[DATA PROVIDED Boundary: Start]
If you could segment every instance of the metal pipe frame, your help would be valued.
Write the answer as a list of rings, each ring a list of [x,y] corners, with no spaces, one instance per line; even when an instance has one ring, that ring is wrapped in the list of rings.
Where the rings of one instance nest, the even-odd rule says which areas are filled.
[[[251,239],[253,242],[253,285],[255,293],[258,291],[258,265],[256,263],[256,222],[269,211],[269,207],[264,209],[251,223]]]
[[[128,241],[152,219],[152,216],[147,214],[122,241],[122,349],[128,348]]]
[DATA PROVIDED Boundary: End]
→ **PROBLEM**
Please output all of the entries without changing a single character.

→ **WRITTEN REPLY**
If you could segment every instance of the metal pipe frame, your help would be valued.
Write the answer as a list of rings, each ring a list of [x,y] corners, with no spaces, one instance per line; even when an instance has one ring, that ring is wrapped in the list of rings.
Where the rings of one instance nest, the even-odd rule says which areas are filled.
[[[251,239],[253,242],[253,285],[255,293],[258,291],[258,265],[256,263],[256,222],[269,211],[269,207],[264,209],[251,223]]]
[[[128,241],[152,219],[152,216],[147,214],[122,241],[122,349],[128,348]]]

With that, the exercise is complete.